EXERCISE GOAL >> Below are the records; locate each line with the word "concrete" and copy it.

Saved entries
--------------------------------
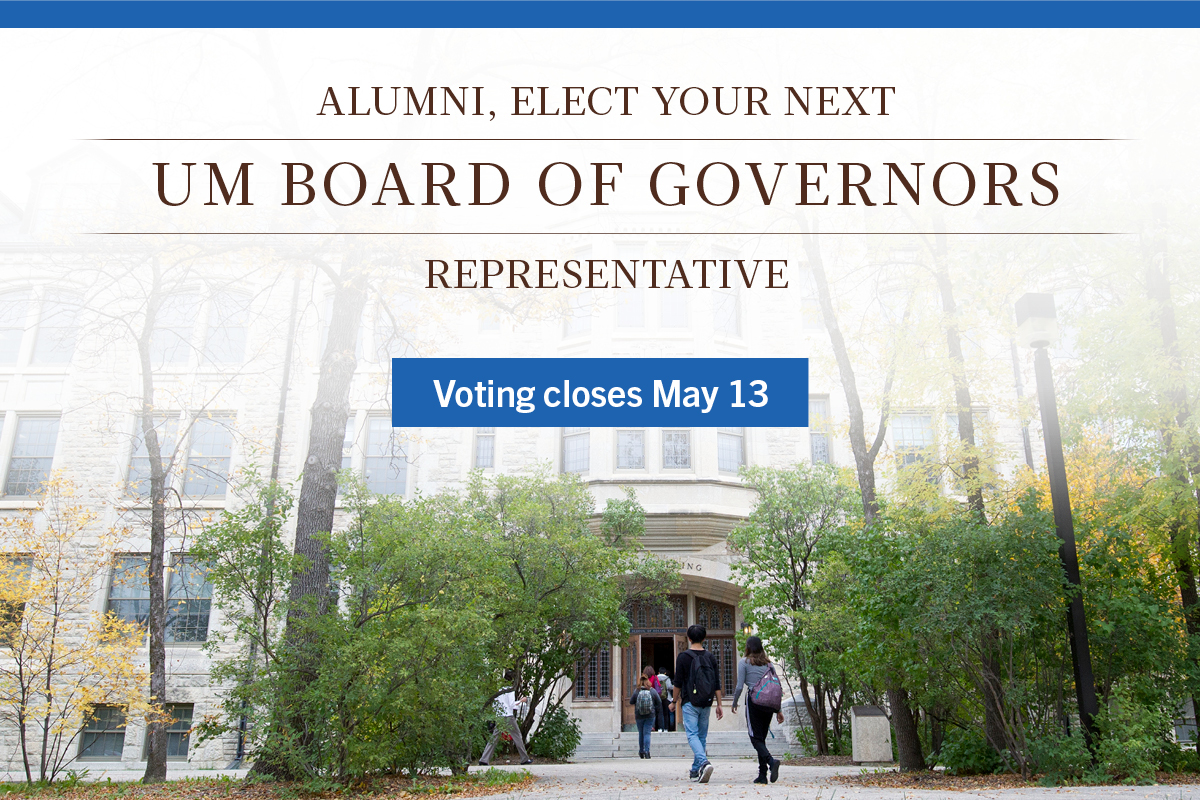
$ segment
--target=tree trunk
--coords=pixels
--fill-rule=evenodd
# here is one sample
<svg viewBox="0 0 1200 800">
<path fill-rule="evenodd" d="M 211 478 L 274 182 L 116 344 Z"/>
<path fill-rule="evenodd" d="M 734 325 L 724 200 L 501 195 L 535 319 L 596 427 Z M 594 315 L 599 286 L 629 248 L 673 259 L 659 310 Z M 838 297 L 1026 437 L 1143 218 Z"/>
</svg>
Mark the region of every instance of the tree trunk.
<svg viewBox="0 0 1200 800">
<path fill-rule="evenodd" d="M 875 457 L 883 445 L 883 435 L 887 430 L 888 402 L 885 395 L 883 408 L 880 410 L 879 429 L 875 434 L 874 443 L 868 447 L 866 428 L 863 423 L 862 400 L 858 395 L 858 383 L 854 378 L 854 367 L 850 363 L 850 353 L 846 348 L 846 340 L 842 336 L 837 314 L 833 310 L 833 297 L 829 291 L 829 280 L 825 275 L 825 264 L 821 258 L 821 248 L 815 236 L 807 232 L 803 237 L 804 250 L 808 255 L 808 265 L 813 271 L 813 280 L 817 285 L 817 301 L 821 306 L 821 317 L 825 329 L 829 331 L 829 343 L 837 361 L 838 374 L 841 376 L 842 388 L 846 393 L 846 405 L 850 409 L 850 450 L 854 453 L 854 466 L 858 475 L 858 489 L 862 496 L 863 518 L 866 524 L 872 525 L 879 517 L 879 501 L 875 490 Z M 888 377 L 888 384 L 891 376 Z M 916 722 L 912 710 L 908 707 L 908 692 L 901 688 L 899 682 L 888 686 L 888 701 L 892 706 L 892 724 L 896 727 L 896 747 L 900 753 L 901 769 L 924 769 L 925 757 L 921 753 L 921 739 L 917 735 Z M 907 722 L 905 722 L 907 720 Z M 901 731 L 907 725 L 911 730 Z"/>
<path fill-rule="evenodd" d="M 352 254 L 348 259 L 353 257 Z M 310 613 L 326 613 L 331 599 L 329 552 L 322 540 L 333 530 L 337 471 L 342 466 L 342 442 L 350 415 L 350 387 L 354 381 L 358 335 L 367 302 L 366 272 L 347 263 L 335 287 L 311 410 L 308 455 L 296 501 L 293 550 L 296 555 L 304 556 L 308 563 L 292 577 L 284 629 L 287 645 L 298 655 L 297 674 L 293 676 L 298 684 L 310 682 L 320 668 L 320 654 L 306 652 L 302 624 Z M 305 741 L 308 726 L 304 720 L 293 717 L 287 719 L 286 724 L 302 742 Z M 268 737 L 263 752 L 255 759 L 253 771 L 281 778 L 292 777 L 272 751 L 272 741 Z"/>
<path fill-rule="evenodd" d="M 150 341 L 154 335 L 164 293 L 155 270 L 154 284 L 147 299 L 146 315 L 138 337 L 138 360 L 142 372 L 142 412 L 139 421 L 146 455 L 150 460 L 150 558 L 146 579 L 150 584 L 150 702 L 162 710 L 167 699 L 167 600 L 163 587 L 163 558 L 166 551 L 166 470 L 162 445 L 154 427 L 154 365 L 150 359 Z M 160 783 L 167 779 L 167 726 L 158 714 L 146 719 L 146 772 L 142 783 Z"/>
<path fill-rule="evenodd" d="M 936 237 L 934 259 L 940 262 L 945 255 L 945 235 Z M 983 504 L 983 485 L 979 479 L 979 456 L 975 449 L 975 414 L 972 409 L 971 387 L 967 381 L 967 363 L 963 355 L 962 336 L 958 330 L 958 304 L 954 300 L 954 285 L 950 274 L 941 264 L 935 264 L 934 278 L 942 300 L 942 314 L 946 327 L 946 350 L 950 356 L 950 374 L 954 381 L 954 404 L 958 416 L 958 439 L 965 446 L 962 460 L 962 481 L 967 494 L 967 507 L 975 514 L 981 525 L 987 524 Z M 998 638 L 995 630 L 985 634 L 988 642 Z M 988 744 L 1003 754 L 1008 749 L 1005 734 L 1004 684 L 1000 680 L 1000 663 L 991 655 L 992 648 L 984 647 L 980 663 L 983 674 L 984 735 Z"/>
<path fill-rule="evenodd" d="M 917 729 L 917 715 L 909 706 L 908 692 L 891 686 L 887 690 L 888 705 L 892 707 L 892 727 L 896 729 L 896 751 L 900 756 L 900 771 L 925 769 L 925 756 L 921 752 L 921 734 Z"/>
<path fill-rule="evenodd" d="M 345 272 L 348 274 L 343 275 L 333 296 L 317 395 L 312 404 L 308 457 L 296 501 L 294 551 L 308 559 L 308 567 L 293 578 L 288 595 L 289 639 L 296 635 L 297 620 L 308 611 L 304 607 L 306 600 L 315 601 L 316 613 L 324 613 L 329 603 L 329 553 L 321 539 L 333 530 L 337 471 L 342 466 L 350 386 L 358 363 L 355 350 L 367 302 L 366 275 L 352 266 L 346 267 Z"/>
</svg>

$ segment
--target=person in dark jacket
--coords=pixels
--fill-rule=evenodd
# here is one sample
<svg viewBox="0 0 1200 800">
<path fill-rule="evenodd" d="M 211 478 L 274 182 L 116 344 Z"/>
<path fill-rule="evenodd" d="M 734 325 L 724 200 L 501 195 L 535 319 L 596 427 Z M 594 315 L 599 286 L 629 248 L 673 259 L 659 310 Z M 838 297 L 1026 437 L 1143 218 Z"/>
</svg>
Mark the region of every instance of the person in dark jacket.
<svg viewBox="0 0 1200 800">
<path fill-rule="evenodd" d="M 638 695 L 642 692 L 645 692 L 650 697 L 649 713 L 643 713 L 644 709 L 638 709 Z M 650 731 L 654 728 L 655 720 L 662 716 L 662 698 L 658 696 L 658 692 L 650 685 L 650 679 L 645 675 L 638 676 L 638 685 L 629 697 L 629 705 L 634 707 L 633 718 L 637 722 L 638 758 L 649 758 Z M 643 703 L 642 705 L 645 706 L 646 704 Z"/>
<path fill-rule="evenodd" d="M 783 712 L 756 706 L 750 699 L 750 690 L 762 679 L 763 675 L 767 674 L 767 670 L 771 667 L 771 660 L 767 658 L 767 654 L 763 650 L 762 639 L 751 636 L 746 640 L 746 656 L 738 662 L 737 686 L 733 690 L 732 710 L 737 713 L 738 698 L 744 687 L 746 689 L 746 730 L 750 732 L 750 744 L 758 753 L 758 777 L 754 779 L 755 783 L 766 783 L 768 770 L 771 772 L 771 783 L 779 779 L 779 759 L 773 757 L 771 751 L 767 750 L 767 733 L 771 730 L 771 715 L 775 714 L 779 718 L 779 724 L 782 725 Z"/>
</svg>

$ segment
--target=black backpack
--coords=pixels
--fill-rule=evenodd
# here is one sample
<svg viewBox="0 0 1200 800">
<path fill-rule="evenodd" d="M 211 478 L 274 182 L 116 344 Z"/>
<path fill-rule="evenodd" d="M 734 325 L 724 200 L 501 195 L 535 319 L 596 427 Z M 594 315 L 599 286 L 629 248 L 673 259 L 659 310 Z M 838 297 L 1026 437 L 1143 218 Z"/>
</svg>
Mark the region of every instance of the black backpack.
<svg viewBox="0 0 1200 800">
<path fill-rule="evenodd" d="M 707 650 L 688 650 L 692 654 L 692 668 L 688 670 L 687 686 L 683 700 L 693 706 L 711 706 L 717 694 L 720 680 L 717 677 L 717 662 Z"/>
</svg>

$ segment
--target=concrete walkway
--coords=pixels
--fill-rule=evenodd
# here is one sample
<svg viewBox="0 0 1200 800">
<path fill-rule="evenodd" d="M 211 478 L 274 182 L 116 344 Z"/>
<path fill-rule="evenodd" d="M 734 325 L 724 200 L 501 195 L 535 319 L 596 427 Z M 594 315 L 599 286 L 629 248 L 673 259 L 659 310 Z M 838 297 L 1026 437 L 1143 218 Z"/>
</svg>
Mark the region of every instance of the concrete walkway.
--------------------------------
FINISHED EXERCISE >>
--target=concrete walkway
Mark the region of every instance of the concrete walkway.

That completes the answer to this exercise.